-- Data for the task --
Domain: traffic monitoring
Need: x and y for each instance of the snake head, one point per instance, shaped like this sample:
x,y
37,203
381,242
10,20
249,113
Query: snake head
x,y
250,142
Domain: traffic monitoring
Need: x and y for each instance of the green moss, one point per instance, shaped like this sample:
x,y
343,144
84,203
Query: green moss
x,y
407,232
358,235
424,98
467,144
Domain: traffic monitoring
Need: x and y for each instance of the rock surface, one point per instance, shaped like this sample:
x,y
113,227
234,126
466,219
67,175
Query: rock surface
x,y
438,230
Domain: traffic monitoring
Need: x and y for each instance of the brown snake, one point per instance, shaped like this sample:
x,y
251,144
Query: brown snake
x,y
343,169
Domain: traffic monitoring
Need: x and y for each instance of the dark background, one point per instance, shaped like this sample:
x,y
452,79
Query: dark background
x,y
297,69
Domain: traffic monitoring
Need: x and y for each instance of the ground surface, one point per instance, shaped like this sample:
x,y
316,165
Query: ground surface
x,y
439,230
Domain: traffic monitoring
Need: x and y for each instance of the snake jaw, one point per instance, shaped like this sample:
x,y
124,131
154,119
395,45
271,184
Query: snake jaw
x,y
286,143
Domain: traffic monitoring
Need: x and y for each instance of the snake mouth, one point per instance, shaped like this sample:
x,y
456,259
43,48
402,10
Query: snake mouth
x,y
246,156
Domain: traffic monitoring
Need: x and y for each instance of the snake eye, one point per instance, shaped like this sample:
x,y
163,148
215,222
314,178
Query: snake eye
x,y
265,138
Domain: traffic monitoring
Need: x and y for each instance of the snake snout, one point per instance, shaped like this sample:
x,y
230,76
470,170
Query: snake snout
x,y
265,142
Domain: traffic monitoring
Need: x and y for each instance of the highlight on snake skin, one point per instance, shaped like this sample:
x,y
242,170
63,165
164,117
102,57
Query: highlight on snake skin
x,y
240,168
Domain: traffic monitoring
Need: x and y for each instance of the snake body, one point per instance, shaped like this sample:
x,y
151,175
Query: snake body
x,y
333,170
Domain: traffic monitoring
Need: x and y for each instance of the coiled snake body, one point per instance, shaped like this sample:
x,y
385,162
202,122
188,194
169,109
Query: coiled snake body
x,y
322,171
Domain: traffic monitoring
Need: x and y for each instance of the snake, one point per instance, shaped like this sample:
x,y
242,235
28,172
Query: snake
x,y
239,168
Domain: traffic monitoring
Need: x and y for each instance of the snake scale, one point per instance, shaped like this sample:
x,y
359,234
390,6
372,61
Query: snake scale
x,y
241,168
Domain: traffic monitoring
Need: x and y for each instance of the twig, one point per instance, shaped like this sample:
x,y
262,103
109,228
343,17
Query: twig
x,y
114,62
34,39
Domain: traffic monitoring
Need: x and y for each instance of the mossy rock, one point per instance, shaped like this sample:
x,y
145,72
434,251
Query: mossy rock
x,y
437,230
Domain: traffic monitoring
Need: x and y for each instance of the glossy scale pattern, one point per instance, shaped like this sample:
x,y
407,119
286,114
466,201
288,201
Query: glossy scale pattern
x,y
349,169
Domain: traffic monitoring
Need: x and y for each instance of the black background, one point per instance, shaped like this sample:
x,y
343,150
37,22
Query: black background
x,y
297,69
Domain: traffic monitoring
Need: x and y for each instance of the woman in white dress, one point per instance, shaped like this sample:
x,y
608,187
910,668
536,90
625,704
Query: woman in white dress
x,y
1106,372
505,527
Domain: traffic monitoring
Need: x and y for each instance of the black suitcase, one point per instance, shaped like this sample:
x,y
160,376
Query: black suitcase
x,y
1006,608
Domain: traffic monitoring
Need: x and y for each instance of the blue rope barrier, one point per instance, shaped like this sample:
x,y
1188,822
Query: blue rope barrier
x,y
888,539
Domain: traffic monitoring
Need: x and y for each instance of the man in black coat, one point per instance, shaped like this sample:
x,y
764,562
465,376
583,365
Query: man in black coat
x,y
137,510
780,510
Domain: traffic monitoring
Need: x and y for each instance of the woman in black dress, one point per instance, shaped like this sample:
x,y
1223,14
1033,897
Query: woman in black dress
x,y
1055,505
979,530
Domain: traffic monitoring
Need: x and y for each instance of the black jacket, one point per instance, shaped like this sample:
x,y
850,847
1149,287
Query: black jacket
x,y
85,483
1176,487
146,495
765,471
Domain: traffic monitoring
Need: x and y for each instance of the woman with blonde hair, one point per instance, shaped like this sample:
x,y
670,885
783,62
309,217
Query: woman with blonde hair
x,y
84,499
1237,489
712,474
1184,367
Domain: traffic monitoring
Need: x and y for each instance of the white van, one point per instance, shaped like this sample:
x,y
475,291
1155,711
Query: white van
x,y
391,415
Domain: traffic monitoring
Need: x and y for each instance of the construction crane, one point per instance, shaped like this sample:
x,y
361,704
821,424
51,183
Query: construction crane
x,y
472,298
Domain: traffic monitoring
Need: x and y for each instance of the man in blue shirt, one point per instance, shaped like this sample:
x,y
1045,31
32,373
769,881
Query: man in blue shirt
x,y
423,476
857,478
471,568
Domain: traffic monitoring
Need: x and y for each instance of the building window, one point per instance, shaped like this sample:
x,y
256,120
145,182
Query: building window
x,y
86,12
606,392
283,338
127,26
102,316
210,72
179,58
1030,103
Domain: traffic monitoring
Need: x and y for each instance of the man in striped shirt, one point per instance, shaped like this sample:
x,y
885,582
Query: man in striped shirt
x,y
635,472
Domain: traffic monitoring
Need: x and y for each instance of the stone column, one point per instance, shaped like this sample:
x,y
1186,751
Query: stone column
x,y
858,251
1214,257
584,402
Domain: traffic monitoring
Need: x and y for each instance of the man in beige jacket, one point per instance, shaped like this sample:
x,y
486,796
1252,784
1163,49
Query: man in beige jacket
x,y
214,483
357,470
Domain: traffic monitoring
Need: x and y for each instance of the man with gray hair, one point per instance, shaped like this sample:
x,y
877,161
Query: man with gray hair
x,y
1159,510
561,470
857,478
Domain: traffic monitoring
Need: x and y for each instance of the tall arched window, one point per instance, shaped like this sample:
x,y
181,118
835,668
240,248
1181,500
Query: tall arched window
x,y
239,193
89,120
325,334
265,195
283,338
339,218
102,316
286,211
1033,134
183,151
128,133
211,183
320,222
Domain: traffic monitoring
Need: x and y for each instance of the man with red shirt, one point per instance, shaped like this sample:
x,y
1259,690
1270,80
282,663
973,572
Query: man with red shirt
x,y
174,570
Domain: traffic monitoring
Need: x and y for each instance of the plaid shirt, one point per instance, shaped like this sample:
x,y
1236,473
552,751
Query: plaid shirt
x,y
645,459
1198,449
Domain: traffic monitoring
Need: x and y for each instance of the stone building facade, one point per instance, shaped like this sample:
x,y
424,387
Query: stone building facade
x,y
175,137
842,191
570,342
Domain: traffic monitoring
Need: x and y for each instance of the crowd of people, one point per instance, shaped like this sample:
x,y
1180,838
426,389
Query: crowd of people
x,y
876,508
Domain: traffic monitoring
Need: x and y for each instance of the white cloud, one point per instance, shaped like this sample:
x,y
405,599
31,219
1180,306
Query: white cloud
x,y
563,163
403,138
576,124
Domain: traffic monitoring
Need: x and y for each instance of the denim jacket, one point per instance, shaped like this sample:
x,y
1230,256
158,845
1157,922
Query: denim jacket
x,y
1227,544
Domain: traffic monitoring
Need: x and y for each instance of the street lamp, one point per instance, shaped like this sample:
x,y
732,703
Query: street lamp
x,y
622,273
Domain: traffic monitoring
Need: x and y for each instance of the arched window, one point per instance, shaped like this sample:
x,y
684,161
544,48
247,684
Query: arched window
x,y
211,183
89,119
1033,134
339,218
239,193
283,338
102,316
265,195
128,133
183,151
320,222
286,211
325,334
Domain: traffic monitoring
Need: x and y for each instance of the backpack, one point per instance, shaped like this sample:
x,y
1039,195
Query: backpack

-- Task brief --
Extract each line of the entries above that contains the string "arched", matching case exactly.

-- Output of the exercise --
Need: x and y for each instance of the tall arched window, one point per instance, shaped like this sample:
Query: tall arched window
Need: x and y for each instance of the arched window, one point per instance, shaped like this sample:
Query: arched window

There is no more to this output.